══ EXERCISE DATA
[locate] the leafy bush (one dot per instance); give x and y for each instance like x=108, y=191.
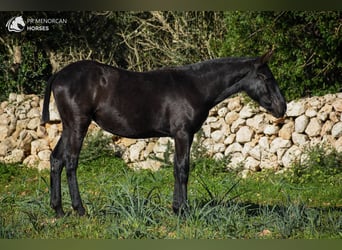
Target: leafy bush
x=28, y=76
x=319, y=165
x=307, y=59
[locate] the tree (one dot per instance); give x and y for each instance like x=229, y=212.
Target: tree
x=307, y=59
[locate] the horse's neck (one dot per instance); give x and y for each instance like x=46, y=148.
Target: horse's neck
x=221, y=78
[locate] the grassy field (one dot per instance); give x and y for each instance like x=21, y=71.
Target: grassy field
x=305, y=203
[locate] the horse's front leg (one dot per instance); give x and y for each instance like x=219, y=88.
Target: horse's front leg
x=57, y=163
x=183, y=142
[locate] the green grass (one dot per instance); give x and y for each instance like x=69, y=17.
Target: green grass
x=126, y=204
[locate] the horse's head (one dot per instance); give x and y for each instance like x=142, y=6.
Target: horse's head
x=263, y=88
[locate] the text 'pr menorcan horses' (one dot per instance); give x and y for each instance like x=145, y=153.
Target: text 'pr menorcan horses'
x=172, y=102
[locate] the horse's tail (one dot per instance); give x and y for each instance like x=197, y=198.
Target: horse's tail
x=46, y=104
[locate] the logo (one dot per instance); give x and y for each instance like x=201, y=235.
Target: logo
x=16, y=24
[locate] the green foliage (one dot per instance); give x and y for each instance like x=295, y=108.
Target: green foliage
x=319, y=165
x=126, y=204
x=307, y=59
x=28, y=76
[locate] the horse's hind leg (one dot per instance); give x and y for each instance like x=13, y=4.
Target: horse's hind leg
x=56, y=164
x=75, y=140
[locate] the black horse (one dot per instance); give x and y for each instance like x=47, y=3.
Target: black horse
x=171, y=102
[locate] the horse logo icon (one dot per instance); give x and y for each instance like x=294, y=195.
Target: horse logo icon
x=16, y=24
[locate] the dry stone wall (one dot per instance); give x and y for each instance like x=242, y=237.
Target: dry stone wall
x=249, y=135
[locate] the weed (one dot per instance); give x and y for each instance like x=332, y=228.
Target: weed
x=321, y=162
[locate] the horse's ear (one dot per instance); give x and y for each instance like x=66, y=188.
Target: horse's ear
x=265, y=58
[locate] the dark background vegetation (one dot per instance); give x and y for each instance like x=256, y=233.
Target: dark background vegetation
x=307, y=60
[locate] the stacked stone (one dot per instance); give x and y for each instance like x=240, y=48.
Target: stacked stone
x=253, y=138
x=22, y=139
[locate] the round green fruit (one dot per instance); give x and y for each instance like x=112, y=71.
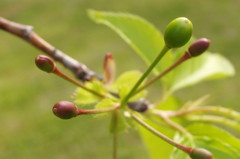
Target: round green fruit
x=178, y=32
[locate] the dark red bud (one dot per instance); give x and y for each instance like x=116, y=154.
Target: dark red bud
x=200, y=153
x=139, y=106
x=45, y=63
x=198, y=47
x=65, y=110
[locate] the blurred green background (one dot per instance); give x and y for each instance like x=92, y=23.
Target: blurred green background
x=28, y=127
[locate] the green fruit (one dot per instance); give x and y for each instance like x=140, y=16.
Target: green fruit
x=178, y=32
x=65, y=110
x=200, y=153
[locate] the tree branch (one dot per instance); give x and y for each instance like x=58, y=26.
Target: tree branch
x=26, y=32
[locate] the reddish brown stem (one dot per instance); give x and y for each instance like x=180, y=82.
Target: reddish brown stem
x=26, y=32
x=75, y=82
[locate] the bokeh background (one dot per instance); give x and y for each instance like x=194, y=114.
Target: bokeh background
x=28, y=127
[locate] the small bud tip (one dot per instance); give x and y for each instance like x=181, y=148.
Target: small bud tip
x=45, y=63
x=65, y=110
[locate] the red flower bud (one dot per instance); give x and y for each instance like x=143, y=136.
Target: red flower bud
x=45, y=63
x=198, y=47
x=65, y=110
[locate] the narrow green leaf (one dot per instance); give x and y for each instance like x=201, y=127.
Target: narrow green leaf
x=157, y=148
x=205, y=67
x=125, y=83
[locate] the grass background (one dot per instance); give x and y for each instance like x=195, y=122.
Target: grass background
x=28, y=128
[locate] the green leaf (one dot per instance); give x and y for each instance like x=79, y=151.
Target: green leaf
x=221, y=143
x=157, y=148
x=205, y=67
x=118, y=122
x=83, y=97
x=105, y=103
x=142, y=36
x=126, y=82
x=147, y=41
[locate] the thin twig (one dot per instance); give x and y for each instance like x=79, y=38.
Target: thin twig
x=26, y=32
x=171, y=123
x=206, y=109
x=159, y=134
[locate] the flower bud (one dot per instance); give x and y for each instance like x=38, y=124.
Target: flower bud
════
══ EXERCISE DATA
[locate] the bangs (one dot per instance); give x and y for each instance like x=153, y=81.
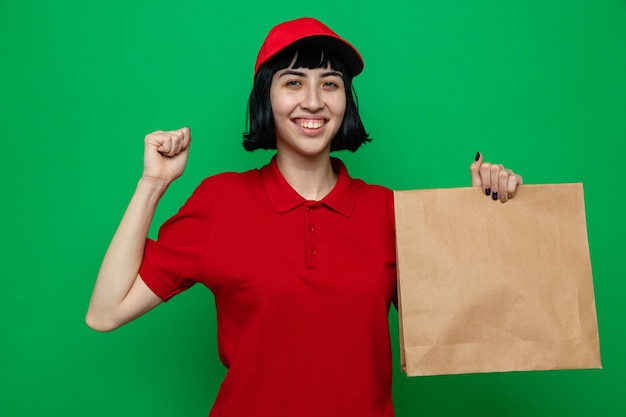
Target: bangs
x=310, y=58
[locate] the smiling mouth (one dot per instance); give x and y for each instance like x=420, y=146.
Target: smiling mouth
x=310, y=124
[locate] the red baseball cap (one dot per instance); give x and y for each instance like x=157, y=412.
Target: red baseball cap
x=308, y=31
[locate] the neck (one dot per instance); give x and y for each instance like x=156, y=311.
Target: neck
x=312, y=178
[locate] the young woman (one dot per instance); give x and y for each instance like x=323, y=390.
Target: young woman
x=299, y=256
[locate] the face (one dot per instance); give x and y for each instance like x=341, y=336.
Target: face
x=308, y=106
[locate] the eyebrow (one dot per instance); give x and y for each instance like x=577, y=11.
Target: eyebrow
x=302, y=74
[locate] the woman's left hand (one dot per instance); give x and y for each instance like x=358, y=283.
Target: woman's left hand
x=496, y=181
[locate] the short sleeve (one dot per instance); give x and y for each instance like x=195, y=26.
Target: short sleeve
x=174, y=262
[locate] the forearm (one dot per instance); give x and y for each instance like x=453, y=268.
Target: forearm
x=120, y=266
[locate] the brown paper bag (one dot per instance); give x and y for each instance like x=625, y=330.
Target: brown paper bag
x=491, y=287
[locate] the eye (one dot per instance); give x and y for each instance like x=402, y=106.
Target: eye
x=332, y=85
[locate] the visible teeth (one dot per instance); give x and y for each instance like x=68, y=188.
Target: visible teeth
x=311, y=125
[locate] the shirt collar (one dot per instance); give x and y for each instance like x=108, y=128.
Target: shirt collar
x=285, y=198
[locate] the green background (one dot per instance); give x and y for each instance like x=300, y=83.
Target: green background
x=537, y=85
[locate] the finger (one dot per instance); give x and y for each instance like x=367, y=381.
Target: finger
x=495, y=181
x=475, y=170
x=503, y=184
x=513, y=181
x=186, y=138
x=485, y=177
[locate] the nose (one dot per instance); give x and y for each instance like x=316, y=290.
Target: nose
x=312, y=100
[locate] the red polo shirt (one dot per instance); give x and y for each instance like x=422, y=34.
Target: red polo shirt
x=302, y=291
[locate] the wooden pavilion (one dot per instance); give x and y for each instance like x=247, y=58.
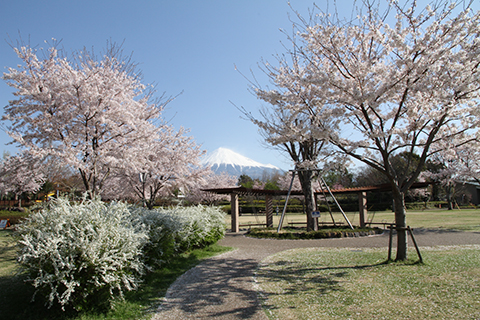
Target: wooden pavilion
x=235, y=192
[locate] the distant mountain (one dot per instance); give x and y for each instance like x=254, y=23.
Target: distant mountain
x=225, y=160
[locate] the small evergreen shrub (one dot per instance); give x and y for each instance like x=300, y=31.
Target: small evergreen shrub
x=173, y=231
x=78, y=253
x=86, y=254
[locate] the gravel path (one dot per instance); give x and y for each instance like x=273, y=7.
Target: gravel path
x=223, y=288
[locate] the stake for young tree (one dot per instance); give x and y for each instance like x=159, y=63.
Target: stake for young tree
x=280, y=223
════
* [YOUR TASK]: All lines above from the one holding "[locate] the logo" to the one holding "[locate] the horse logo", inclusive, are to be copied exactly; no other line is wanted.

* [EXERCISE SOLUTION]:
[locate] the logo (one dot per instance); give x and y for each instance like x=201, y=235.
Target: logo
x=16, y=24
[locate] the green foliage (one dot per instance); give x and y for each instance like x=295, y=108.
Target: green foliage
x=319, y=165
x=126, y=204
x=307, y=59
x=28, y=76
[locate] the horse's hind leg (one dot per instance); give x and y for each instance like x=13, y=4.
Target: horse's hind leg
x=56, y=164
x=75, y=140
[locate] the black horse (one dot per instance); give x and y for each instance like x=47, y=3.
Target: black horse
x=171, y=102
[locate] the horse logo icon (one dot per instance); give x and y for each instance like x=294, y=195.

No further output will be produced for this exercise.